▶ [Task instructions]
(a) In the news report on the Rohingya quarantined on the islet, answer these questions:
(i) What is the name of Bangladesh's refugee commissioner?
(ii) How many Rohingya does the commissioner say were relocated to the islet?
(iii) Where is the island of Bhashan Char located?
(b) Retype the news report on the Rohingya islet from "He was responding" to "Malaysia from Bangladesh.".
Extract Start Marker
Bangladesh not to return Rohingya quarantined at islet

By Md. Kamruzzaman

DHAKA, Bangladesh (AA) – Bangladesh on Thursday rejected the call of an international rights body to immediately return hundreds of Rohingya from a remote islet where they were quarantined over two months ago due to COVID-19 fear.

"Those Rohingya in the islet are well in a very neat and clean environment. Government is providing food and other necessities to them regularly," said Bangladesh refugee commissioner Mahbub Alam Talukder.

He was responding to Anadolu Agency following a statement of Human Rights Watch where the global rights body urged Dhaka to move over 300 Rohingya from the island back to their families "immediately".

He noted that the Bangladesh government is providing refuge to more than one million Rohingya. "Of them only 306 Rohingya have been relocated at the islet where we have developed a very nice settlement with all protective measures from natural disasters," he added.

In May 2020, Bangladesh sent some Rohingya to the remote island of Bhashan Char, located at the estuary of the River Meghna and the Bay of Bengal in two phases. These refugees were stranded in the sea for weeks after they failed to illegally travel to Malaysia from Bangladesh.

Frustrated at the subhuman conditions at the crowded camps, Rohingya people frequently mount boats to embark on risky sea voyages to other countries.
Extract End Marker
Records Start Marker
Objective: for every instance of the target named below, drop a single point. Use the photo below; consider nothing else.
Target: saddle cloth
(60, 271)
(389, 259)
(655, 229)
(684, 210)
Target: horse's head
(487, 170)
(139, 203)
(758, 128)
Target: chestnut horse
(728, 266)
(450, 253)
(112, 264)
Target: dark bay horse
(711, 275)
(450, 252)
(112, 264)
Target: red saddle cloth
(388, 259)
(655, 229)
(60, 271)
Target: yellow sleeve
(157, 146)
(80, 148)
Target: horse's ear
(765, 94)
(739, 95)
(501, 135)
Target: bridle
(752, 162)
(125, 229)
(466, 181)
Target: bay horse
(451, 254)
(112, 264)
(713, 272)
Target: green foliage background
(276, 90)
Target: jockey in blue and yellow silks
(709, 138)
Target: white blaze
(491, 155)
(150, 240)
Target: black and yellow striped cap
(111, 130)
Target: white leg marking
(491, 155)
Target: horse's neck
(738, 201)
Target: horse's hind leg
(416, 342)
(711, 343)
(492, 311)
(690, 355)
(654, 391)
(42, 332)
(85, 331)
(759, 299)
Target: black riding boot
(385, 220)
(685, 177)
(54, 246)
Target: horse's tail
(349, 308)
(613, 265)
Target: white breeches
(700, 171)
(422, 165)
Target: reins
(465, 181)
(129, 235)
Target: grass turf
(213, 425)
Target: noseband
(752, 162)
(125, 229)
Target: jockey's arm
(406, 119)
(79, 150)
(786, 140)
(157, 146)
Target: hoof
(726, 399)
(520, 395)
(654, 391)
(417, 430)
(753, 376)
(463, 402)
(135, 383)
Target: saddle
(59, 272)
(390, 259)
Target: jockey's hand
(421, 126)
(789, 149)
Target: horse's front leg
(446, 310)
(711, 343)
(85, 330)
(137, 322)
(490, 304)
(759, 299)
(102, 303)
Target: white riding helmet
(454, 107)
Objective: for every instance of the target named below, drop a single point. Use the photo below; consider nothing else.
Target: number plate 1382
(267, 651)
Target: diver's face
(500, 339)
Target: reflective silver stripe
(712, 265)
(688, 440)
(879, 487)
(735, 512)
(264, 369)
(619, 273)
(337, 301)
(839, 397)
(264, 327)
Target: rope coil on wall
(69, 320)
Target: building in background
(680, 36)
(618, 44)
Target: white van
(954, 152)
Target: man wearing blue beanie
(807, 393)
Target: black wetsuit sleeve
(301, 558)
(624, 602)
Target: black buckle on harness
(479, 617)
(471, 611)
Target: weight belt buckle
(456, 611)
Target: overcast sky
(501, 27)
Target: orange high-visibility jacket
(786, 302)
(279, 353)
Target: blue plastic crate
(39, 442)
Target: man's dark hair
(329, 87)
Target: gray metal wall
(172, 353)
Records End Marker
▶ [Responses in order]
(a)
(i) Mahbub Alam Talukder
(ii) 306
(iii) At the estuary of the River Meghna and the Bay of Bengal

(b)
He was responding to Anadolu Agency following a statement of Human Rights Watch where the global rights body urged Dhaka to move over 300 Rohingya from the island back to their families "immediately".

He noted that the Bangladesh government is providing refuge to more than one million Rohingya. "Of them only 306 Rohingya have been relocated at the islet where we have developed a very nice settlement with all protective measures from natural disasters," he added.

In May 2020, Bangladesh sent some Rohingya to the remote island of Bhashan Char, located at the estuary of the River Meghna and the Bay of Bengal in two phases. These refugees were stranded in the sea for weeks after they failed to illegally travel to Malaysia from Bangladesh.